Text extract ▸
Japanese exports beat expectations in May (+10.1%y/y versus 6.5%y/y), thanks largely to the weak yen—a byproduct of Abenomics’ second arrow, monetary stimulus. However, evidence still suggests the weaker yen hasn’t yet been a net benefit or even fostered real improvement in exports. (Click here for my recent comments about the weaker yen’s impact on exports.) Export volume fell again in May—i.e., exporters are earning more, but they’re producing and selling less. (See Exhibit 1.)
Exhibit 1: Exports Improve, Yet Volumes Remain Negative
Source: Ministry of Finance, Japan; Fisher Investments Research.

Available data ▸
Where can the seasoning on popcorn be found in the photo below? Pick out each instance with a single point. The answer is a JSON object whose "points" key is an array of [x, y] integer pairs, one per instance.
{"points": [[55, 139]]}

Given problem ▸ Decide whether each statement agrees with the Japanese exports passage above, answering yes or no and quoting the words that settle it: (a) May exports grew faster than expected; (b) export volume rose in May; (c) the weak yen is called a byproduct of fiscal stimulus.

Solution to the problem ▸
(a) Yes: "Japanese exports beat expectations in May (+10.1%y/y versus 6.5%y/y)"
(b) No: "Export volume fell again in May"
(c) No: "a byproduct of Abenomics’ second arrow, monetary stimulus"